Problem set –
[1] Answer these questions about the section on instruments and protocols:
(a) What name does the section give to the procedure for taking measurements?
(b) For a survey, what is the instrument typically?
(c) Which pandas display option is set to 7 in the code at the top?
[2] Continue the section on instruments and protocols, picking up after its final sentence.

====== Text section

In [1]:
# Reference: https://jupyterbook.org/interactive/hiding.html
# Use {hide, remove}-{input, output, cell} tags to hiding content

import numpy as np
import matplotlib.pyplot as plt
import pandas as pd
import seaborn as sns
%matplotlib inline
import ipywidgets as widgets
from ipywidgets import interact, interactive, fixed, interact_manual
from IPython.display import display

sns.set()
sns.set_context('talk')
np.set_printoptions(threshold=20, precision=2, suppress=True)
pd.set_option('display.max_rows', 7)
pd.set_option('display.max_columns', 8)
pd.set_option('precision', 2)
# This option stops scientific notation for pandas
# pd.set_option('display.float_format', '{:.2f}'.format)

def display_df(df, rows=pd.options.display.max_rows,
               cols=pd.options.display.max_columns):
    with pd.option_context('display.max_rows', rows,
                           'display.max_columns', cols):
        display(df)

(sec:scope_protocols)=
# Instruments and Protocols

When we consider the scope of the data, we also consider the instrument being used to take the measurements and the the procedure for taking measurement, which we call the *protocol*. For a survey, the instrument is typically the questionnaire that an individual in the sample answers. The protocol for a survey includes how the sample is chosen, how nonrespondents are followed up, interviewer training, protections for confidentiality, etc. 

Good instruments and protocols are important to all kinds of data collection. If we want to measure a natural phenomenon, such as the speed of light, we need to quantify the accuracy of the instrument. The protocol for calibrating the instrument and taking measurements is also vital to obtaining accurate measurements. Instruments can go out of alignment and measurements can drift over time leading to poor, highly inaccurate measurements (see {numref}`Section %s <sec:variationtypes>`).

============
====== Information shown

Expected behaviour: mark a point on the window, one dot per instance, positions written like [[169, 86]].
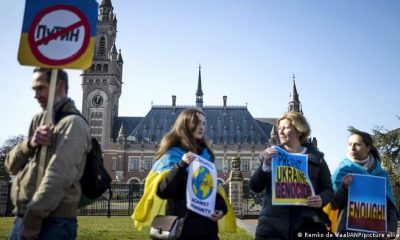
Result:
[[133, 163], [114, 164], [245, 164], [148, 163], [102, 46]]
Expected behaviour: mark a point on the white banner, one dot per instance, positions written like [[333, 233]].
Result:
[[201, 187]]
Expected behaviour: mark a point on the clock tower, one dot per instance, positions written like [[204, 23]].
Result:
[[102, 82]]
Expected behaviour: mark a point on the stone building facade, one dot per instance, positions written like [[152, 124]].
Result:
[[129, 143]]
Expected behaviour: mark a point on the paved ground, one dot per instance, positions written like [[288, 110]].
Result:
[[249, 225]]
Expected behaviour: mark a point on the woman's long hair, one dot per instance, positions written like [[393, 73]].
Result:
[[367, 139], [181, 134]]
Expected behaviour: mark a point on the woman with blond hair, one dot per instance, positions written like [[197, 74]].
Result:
[[291, 222], [178, 149]]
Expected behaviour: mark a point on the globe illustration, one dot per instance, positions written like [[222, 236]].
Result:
[[202, 182]]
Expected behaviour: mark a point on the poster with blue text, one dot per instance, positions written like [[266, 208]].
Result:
[[290, 182], [366, 204], [201, 187]]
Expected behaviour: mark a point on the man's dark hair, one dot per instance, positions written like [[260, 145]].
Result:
[[61, 75], [367, 139]]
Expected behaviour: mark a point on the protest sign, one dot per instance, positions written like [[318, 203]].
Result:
[[201, 187], [290, 182], [366, 204]]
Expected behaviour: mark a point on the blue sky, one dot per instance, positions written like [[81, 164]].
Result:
[[345, 55]]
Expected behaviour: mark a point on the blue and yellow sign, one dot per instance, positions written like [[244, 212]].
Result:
[[58, 33]]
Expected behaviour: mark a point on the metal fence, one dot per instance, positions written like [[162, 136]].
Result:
[[252, 202], [5, 200], [124, 198]]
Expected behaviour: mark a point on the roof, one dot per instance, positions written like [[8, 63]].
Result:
[[230, 125]]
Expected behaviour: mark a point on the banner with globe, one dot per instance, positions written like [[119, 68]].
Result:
[[201, 187], [290, 182]]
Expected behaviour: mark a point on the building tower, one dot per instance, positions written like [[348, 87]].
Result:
[[102, 82], [294, 104], [199, 92]]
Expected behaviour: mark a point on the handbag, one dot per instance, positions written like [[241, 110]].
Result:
[[167, 227]]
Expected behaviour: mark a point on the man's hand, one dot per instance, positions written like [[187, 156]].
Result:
[[28, 234], [346, 180], [217, 215], [41, 136]]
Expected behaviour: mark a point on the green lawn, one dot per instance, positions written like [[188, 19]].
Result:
[[115, 228]]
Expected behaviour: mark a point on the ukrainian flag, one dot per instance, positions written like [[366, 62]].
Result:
[[150, 204]]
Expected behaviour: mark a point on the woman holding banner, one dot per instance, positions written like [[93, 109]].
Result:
[[168, 179], [362, 158], [288, 221]]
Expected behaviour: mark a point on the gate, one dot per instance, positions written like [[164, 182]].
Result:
[[124, 197], [252, 202]]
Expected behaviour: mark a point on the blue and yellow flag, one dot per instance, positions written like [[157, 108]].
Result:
[[150, 204]]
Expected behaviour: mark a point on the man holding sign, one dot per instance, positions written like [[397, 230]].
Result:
[[47, 209], [294, 179]]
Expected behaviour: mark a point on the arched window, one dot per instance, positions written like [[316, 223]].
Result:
[[102, 46]]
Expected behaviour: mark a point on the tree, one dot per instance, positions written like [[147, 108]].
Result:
[[388, 144], [4, 149]]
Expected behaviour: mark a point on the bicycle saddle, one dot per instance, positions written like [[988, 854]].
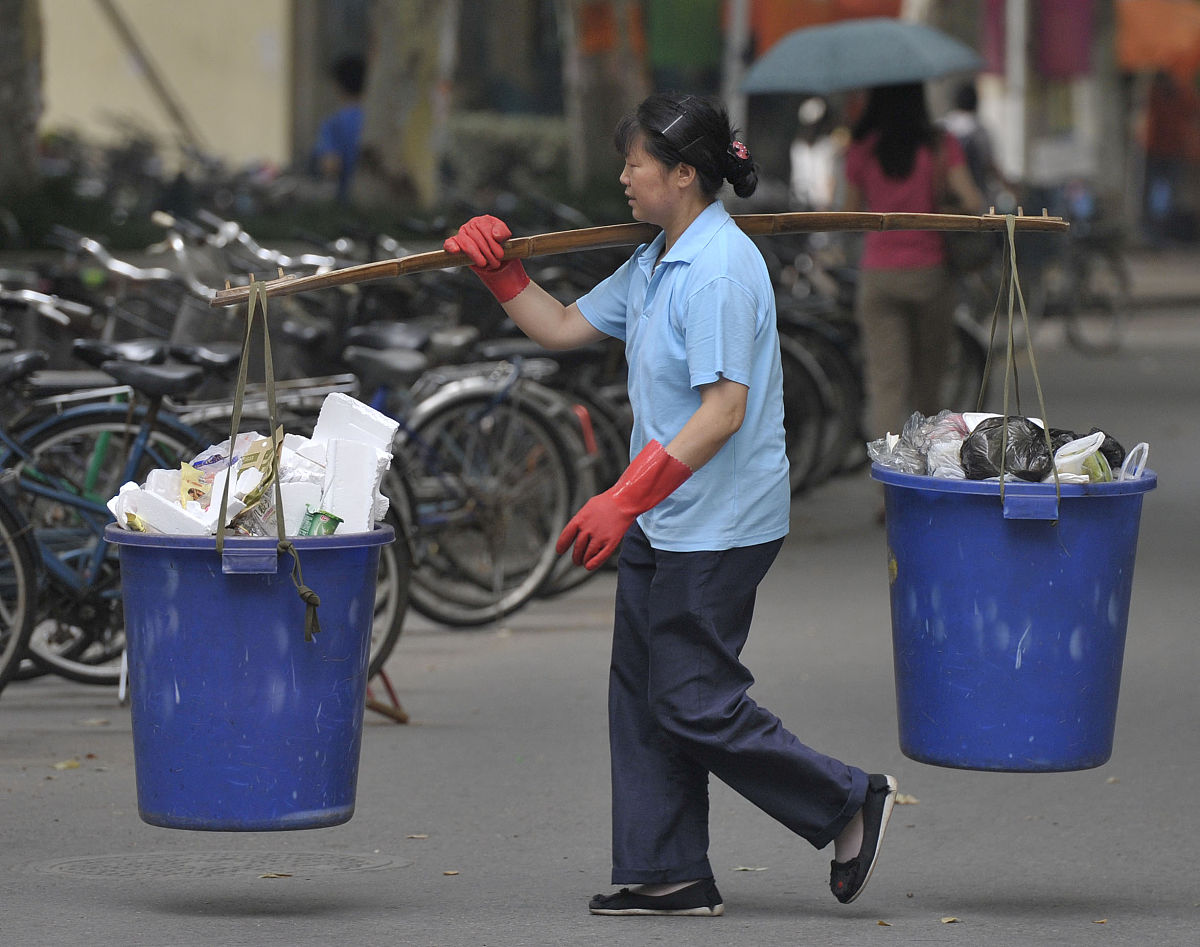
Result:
[[210, 355], [96, 352], [384, 367], [156, 381], [388, 335], [21, 363]]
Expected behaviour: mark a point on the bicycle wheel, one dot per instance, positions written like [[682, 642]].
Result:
[[844, 412], [18, 589], [79, 627], [391, 593], [964, 379], [492, 486], [1096, 318], [805, 401]]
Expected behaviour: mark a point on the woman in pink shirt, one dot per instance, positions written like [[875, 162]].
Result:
[[905, 304]]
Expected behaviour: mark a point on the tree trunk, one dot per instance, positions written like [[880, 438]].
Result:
[[409, 58], [604, 77], [21, 93]]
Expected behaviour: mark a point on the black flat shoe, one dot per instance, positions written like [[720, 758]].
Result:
[[847, 879], [699, 899]]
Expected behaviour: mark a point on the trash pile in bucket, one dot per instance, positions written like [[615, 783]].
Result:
[[967, 447], [330, 481]]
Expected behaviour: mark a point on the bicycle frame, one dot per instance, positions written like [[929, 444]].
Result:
[[93, 513]]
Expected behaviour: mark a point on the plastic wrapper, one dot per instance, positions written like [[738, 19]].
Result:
[[892, 453], [339, 471], [1026, 455], [925, 445]]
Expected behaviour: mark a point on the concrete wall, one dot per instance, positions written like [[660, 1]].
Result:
[[225, 61]]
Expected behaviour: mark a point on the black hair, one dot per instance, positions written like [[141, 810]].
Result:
[[349, 72], [690, 130], [900, 117], [966, 97]]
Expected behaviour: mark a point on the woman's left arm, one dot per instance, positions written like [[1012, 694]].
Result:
[[723, 407]]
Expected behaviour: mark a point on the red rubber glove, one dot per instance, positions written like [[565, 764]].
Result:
[[480, 239], [598, 528]]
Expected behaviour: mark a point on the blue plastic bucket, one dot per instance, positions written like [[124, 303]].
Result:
[[239, 724], [1008, 622]]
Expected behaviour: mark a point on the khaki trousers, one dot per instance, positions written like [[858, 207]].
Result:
[[906, 318]]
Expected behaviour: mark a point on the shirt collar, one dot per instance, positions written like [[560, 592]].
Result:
[[697, 235]]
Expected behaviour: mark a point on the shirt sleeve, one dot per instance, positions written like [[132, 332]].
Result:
[[606, 305], [719, 329]]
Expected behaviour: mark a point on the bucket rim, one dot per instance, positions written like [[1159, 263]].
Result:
[[381, 535], [1147, 481]]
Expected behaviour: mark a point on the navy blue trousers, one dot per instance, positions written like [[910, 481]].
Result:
[[678, 709]]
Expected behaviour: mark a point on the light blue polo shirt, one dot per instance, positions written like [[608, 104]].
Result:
[[707, 311]]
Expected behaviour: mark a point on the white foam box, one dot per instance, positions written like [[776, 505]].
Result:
[[343, 418], [353, 474]]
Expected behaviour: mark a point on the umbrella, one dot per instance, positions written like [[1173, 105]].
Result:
[[857, 54]]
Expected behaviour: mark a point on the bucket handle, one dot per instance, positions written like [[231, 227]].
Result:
[[263, 562], [1021, 505]]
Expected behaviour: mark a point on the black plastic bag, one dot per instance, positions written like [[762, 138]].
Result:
[[1026, 455]]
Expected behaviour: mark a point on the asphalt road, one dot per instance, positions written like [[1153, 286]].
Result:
[[485, 820]]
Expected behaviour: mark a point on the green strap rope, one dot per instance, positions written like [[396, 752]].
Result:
[[1015, 300], [258, 304]]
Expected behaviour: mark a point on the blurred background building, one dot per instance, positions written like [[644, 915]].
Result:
[[1089, 101]]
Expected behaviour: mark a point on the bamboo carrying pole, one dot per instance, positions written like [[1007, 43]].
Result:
[[630, 234]]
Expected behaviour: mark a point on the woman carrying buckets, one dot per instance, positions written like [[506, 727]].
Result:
[[700, 515]]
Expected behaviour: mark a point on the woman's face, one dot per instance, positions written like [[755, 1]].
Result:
[[648, 186]]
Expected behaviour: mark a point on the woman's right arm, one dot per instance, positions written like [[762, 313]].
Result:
[[541, 317], [547, 322]]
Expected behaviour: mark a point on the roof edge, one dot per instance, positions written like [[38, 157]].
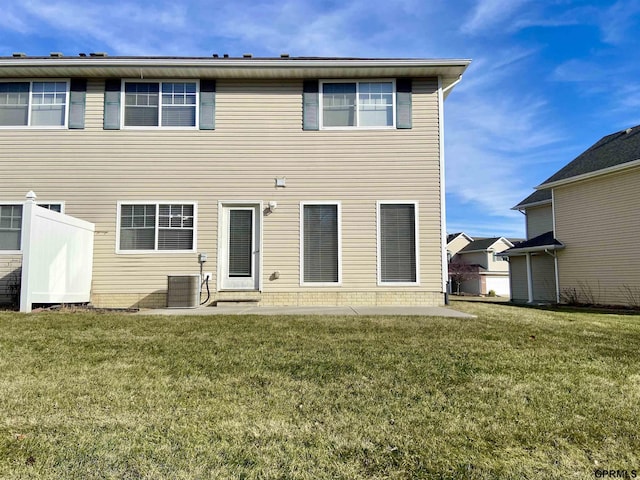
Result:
[[532, 204], [514, 252], [589, 175]]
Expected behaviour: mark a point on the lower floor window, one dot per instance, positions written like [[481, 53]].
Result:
[[10, 227], [320, 243], [11, 224], [156, 226], [397, 242]]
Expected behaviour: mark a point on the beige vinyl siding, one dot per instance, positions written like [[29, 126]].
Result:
[[543, 277], [258, 137], [597, 220], [539, 220]]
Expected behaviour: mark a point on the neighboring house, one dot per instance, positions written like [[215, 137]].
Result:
[[581, 229], [491, 271], [305, 181], [456, 242]]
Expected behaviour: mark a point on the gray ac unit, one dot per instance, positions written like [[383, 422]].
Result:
[[183, 291]]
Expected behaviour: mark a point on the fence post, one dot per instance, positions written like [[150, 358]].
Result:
[[27, 223]]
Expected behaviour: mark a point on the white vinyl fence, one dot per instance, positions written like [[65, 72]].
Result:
[[57, 257]]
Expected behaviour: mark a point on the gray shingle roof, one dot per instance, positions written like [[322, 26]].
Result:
[[615, 149], [539, 241], [610, 151], [536, 197], [480, 244]]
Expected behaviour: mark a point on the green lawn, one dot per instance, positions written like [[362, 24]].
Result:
[[515, 393]]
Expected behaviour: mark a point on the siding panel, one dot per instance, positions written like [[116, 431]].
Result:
[[597, 220]]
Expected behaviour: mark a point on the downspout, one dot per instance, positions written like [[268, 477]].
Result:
[[443, 218], [555, 261], [529, 279]]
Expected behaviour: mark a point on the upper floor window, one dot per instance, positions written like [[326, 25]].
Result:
[[352, 104], [497, 258], [34, 103], [160, 104]]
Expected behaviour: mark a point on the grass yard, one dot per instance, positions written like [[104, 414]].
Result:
[[515, 393]]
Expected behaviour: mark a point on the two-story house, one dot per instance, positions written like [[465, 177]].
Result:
[[581, 229], [304, 181]]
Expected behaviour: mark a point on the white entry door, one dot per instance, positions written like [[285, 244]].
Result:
[[239, 252]]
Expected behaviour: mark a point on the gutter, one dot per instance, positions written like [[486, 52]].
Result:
[[532, 204], [523, 251]]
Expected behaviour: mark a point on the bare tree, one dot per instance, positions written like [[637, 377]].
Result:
[[459, 271]]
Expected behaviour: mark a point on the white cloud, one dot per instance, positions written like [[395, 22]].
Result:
[[495, 136]]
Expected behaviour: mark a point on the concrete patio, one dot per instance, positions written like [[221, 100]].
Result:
[[320, 310]]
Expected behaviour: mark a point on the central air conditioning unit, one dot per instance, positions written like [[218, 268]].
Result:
[[183, 291]]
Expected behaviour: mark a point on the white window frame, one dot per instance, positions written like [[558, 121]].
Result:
[[339, 220], [123, 105], [382, 283], [31, 81], [14, 252], [357, 82], [157, 203]]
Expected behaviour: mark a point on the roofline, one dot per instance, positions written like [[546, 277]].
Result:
[[458, 235], [532, 204], [284, 62], [487, 249], [103, 66], [514, 252], [589, 175]]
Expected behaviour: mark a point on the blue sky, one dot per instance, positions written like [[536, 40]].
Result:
[[548, 78]]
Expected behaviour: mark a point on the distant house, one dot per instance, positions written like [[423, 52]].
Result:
[[299, 180], [582, 228], [491, 271]]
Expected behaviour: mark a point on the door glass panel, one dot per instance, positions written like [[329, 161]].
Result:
[[240, 242]]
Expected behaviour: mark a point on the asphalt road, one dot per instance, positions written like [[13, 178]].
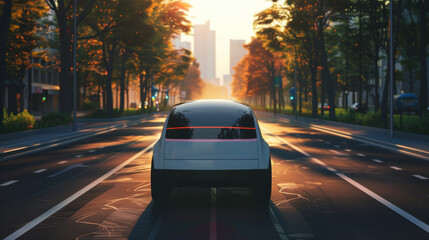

============

Task results –
[1]
(a) The protocol.
(b) The questionnaire that an individual in the sample answers.
(c) display.max_rows

[2]
Protocols are also critical in experiments. Ideally, any factor that can influence the outcome of the experiment is controlled. For example, temperature, time of day, confidentiality of a medical record, and even the order of taking measurements need to be kept consistent to rule out potential effects from these factors from getting in the way.  

With digital traces, the algorithms used to support online activity are dynamic and continually re-engineered. For example, Google’s search algorithms are continually tweaked to improve user service and advertising revenue. Changes to the search algorithms can impact the data generated from the searches, which in turn impact systems built from these data, such as the Google Flu Trend tracking system (see {numref}`Section %s <sec:scope_bigdata>`). This changing environment can make it untenable to maintain data collection protocols and difficult to replicate findings. 
  
Many data science projects involve linking data together from multiple sources. Each source should be examined through this data-scope construct and any difference across sources considered. Additionally, matching algorithms used to combine data from multiple sources need to be clearly understood so that populations and frames from the sources can be compared.

Measurements from an instrument taken to study a natural phenomenon can also be cast in the scope-diagram of  a target, access frame, and sample (see {numref}`Section %s <sec:scope_construct>`). This approach is helpful in understanding their accuracy.